• [Exercise prompt]: Check the records below line by line, and report how many lines include the string "green". No other words are needed.

• [Information]:
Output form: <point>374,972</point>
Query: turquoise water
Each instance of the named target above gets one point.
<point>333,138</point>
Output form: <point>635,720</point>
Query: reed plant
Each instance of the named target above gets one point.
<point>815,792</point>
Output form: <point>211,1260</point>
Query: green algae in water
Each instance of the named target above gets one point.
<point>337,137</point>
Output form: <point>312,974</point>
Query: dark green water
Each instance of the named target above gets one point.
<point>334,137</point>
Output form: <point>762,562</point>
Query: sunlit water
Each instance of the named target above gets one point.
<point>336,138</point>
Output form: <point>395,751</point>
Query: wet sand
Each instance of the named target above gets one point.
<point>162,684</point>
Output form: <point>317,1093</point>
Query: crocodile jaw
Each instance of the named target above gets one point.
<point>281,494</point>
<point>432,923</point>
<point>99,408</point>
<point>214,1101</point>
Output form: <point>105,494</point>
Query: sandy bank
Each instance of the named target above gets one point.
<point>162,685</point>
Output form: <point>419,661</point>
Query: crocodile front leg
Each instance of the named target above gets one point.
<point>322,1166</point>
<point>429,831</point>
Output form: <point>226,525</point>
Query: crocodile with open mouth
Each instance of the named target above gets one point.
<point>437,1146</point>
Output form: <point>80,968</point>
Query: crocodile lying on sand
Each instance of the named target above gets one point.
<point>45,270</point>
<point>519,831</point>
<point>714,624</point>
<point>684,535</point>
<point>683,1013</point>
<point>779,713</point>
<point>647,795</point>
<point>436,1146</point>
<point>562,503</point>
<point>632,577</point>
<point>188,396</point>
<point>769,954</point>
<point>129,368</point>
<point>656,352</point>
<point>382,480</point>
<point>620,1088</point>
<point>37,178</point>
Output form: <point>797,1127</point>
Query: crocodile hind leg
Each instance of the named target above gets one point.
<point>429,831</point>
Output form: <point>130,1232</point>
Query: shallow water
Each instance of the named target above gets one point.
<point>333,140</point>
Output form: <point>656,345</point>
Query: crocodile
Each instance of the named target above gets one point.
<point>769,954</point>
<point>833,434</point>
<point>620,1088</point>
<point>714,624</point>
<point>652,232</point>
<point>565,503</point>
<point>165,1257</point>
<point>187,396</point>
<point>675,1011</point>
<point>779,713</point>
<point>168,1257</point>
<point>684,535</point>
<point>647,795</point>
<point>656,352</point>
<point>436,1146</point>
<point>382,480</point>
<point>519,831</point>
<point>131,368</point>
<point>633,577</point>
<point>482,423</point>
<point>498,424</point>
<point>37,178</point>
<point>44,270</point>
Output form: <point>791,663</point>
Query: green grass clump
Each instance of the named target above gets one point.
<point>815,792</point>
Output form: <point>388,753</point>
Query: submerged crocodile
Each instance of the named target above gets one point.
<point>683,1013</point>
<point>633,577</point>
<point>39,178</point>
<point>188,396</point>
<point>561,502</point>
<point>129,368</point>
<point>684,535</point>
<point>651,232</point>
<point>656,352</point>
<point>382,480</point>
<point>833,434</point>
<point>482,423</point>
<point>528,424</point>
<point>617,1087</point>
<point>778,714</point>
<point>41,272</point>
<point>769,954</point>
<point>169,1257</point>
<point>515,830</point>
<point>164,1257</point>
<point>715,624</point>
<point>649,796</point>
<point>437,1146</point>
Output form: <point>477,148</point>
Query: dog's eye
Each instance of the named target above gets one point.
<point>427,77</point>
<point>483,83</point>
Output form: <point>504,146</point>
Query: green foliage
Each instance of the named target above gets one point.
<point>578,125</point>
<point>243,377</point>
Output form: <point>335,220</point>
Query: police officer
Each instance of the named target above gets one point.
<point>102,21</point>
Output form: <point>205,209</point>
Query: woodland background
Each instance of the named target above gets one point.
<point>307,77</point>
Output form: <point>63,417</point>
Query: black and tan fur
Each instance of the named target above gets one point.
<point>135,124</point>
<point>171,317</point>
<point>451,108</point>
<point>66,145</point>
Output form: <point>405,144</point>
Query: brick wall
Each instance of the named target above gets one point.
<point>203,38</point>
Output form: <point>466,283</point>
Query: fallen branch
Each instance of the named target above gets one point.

• [Exercise response]: 4